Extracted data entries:

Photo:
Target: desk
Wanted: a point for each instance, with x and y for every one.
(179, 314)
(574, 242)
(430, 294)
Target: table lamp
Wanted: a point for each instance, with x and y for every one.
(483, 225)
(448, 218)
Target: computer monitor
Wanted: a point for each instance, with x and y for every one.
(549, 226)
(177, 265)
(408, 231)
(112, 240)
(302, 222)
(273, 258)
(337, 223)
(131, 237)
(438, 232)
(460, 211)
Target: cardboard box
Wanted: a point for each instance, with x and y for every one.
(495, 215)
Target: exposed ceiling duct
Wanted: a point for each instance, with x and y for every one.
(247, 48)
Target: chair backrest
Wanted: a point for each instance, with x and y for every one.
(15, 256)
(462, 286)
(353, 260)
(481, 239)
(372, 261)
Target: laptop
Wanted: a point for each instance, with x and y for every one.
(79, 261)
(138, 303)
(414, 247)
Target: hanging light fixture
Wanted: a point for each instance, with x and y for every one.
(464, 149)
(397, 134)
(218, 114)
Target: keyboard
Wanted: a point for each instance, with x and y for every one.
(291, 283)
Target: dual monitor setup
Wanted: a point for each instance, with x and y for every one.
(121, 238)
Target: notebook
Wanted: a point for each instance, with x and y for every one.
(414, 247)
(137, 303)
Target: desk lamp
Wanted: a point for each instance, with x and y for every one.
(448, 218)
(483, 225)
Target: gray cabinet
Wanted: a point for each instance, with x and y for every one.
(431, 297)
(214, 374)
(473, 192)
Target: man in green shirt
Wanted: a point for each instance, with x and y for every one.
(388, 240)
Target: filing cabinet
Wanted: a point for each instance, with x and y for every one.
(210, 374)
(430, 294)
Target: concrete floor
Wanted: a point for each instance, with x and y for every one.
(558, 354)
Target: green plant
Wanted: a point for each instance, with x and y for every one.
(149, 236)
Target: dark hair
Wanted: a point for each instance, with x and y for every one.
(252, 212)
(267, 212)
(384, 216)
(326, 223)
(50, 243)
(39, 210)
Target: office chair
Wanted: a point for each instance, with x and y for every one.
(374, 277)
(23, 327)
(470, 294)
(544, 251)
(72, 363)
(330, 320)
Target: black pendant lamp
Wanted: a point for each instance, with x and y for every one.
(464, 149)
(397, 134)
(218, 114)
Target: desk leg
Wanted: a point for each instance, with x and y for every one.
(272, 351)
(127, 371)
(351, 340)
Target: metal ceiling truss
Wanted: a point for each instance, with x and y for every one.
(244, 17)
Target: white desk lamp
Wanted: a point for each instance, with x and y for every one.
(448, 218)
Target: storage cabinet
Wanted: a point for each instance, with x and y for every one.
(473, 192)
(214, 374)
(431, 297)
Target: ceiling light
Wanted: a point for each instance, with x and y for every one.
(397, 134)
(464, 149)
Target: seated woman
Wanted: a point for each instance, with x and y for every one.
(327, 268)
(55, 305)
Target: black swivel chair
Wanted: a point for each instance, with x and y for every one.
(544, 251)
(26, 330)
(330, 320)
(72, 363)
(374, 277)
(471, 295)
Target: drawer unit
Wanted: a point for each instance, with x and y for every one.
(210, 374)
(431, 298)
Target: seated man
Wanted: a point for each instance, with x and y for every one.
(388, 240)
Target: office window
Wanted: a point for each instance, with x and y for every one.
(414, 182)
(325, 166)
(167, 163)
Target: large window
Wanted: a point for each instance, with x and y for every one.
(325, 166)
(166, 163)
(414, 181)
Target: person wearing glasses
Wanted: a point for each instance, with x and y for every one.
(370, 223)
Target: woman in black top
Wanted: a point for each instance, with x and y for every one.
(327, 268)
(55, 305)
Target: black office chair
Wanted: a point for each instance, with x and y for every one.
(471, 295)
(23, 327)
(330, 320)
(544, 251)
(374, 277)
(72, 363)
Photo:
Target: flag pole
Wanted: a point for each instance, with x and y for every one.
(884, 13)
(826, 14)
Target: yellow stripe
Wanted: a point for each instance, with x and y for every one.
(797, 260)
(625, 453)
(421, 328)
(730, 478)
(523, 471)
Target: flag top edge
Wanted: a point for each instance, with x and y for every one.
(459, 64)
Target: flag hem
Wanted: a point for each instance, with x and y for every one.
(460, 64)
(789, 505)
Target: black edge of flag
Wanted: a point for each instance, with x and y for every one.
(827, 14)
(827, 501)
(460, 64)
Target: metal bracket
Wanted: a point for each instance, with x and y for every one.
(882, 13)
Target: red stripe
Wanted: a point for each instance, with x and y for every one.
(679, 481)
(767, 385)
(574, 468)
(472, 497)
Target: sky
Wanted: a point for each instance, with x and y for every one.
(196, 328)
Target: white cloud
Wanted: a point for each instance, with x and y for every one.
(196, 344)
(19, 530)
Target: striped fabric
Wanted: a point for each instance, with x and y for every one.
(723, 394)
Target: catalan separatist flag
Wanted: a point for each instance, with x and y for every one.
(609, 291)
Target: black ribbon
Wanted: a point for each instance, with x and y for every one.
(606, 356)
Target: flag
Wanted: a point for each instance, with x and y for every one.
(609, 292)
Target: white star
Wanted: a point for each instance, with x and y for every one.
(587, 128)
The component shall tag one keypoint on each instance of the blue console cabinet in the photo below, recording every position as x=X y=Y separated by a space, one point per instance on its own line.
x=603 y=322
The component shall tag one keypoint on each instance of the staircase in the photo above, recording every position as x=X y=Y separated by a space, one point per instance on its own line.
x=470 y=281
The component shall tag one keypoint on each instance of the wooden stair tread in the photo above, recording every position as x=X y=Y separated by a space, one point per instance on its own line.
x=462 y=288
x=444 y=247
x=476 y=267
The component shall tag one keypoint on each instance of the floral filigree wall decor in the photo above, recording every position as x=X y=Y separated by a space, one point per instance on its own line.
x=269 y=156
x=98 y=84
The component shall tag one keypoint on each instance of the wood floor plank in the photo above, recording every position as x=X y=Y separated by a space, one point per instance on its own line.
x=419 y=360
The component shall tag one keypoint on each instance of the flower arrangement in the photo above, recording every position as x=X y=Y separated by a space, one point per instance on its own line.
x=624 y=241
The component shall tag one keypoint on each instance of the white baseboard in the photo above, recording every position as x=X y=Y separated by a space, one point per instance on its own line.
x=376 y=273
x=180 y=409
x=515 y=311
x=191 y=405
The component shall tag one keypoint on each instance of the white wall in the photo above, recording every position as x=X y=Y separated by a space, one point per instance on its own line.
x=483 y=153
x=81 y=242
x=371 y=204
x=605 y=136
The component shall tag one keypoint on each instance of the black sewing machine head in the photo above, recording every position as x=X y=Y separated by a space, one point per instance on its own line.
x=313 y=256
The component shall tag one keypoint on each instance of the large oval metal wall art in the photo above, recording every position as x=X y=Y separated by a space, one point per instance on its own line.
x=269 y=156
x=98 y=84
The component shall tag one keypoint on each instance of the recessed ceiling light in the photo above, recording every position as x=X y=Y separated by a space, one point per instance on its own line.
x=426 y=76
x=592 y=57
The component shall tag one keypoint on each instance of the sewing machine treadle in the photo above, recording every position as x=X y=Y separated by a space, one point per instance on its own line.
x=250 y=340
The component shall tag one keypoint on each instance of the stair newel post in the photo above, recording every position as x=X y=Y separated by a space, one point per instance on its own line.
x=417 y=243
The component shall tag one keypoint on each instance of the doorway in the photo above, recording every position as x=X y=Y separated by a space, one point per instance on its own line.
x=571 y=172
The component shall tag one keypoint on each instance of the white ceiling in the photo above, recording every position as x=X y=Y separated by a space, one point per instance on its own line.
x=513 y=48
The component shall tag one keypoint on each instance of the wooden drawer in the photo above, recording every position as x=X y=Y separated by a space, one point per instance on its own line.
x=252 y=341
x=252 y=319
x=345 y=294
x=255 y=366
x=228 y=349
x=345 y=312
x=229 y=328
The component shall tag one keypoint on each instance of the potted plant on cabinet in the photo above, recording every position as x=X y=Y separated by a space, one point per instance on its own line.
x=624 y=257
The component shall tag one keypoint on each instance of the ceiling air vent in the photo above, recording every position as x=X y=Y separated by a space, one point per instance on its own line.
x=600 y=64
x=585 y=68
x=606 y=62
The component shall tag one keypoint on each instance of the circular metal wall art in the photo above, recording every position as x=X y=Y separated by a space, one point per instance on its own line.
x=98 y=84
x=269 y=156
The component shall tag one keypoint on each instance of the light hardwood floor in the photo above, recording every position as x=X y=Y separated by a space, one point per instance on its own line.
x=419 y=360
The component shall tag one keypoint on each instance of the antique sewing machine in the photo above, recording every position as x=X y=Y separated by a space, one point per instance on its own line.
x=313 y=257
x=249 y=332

STATED EXERCISE: Please output everything from the line containing "the wooden drawer" down to the end of the data above as a Markdown table with the columns "Row" and "Line". Number each row and skip any blank lines.

OUTPUT FOR THIS TASK:
| Row | Line |
|---|---|
| 1 | The component shall tag one keypoint on each instance of the wooden drawer in the photo above, recording every position as x=X y=Y separated by a space, one point per instance on its own line. |
| 2 | x=252 y=341 |
| 3 | x=252 y=319 |
| 4 | x=345 y=294 |
| 5 | x=255 y=366 |
| 6 | x=228 y=349 |
| 7 | x=345 y=312 |
| 8 | x=229 y=328 |
| 9 | The component shall tag one keypoint on each instance of the potted plant on cabinet in the photo above, recording every position as x=X y=Y separated by a space, one point per instance on its own line. |
| 10 | x=624 y=257 |
| 11 | The component shall tag one keypoint on each instance of the ceiling air vent in the photo above, recording every position as x=X y=Y separated by a space, one point per instance on its own line. |
| 12 | x=600 y=64 |
| 13 | x=585 y=68 |
| 14 | x=606 y=62 |
| 15 | The component shall tag one keypoint on each instance of the circular metal wall art in the photo above, recording every position as x=X y=Y separated by a space, one point per instance on its own line. |
| 16 | x=98 y=84 |
| 17 | x=269 y=156 |
| 18 | The component shall tag one keypoint on each instance of the light hardwood floor in the photo above, recording every position as x=X y=Y separated by a space, one point per instance on its own line. |
| 19 | x=419 y=360 |
| 20 | The component shall tag one keypoint on each instance of the antique sewing machine in the photo above, recording every position as x=X y=Y separated by a space, one point per instance on its own line. |
| 21 | x=313 y=257 |
| 22 | x=249 y=332 |